WERKOPDRACHT 1. Welke voorschriften zijn volgens het COGEM-advies over biologische bestrijders voldoende bij de inzet van de genoemde sluipwespen, galmug en roofmijten?
WERKOPDRACHT 2. Zet het COGEM-advies over biologische bestrijders in PKb-I kassen voort na de laatste zin.

GESELECTEERDE TEKST.

Publicaties

Inperking van biologische bestrijders in PKb-I kassen met bloeiende genetisch gemodificeerde planten

Adviezen | 30.04.2020 | CGM/200430-01

De COGEM is gevraagd om te adviseren over de inperkingsmaatregelen die nodig zijn wanneer bepaalde biologische bestrijders worden ingezet om plaagorganismen te bestrijden in PKb-I kassen met bloeiende genetisch gemodificeerde (gg-) planten. Sommige biologische bestrijders zouden met gg-stuifmeel in aanraking kunnen komen en dit  kunnen verspreiden. Of dit gebeurt en of het gg-stuifmeel vervolgens een bloem van een kruisbare verwant zou kunnen bevruchten, is afhankelijk van de eigenschappen van de specifieke biologische bestrijder.
De COGEM is van oordeel dat de kans verwaarloosbaar klein is dat door het inzetten van de sluipwespen Encarsia formosa en Eretmocerus eremicus, de galmug Feltiella acarisuga en de roofmijten Stratiolaelaps scimitus en Phytoseiulus persimilis bloemen van kruisbare verwanten door gg-stuifmeel worden bevrucht. Bij het inzetten van deze biologische bestrijders zijn de standaardvoorschriften voor PKb-I kassen voldoende.

UIT DE LIJST.
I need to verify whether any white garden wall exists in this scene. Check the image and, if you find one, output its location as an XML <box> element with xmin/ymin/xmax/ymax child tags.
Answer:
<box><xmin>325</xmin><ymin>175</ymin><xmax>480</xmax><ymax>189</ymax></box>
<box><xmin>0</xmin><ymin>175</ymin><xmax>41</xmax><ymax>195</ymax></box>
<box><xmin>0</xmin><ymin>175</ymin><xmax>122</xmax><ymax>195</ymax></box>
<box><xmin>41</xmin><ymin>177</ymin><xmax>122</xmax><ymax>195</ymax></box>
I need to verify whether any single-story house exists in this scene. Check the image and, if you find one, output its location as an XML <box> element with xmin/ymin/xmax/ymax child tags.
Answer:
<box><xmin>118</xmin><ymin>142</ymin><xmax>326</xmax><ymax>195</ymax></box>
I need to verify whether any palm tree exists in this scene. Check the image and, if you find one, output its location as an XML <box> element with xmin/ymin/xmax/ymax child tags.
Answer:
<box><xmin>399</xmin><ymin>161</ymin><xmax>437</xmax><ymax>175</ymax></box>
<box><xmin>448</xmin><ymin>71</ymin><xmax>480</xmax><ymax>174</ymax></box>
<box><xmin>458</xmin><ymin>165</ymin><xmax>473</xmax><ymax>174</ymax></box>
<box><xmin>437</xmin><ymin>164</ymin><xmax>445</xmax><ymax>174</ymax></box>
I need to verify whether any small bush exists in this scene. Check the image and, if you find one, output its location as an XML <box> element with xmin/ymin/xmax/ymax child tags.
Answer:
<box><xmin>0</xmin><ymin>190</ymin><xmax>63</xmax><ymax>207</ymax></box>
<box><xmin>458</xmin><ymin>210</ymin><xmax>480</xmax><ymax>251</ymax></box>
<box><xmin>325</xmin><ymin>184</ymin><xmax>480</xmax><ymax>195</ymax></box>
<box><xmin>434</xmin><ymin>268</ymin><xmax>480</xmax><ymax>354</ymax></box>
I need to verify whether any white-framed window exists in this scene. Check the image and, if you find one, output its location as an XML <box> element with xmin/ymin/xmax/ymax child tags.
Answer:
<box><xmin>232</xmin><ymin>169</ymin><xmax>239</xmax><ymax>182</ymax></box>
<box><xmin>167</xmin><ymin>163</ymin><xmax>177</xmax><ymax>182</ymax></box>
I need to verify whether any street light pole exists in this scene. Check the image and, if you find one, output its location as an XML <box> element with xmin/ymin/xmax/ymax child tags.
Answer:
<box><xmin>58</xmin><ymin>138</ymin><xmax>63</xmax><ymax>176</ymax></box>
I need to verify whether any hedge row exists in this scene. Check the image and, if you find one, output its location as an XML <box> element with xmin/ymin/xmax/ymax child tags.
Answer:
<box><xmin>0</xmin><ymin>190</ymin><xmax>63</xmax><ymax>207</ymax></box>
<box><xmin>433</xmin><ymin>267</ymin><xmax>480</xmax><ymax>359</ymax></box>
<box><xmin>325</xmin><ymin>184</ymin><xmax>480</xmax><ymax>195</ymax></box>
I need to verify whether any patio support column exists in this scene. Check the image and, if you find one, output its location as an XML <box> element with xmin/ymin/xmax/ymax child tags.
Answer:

JOUW ANTWOORD 1. De standaardvoorschriften voor PKb-I kassen.

JOUW ANTWOORD 2.
Wanneer de  roofmijten Neoseiulus californicus, Amblydromalus limonicus en Amblyseius swirskii en de roofwantsen Macrolophus pygmaeus en Orius laevigatus worden ingezet, kan niet worden uitgesloten dat zij gg-stuifmeel met zich meedragen en dit gg-stuifmeel een bloem van een kruisbare verwant zou kunnen bevruchten. Daarom is de COGEM van oordeel dat bij het inzetten van deze biologische bestrijders aanvullende inperkings­maatregelen genomen moeten worden om ontsnapping te voorkomen.
De COGEM is van oordeel dat de risico’s voor mens en milieu verwaarloosbaar klein zijn, wanneer de in het advies beschreven inperkingsmaatregelen bij het inzetten van de biologische bestrijders in acht worden genomen.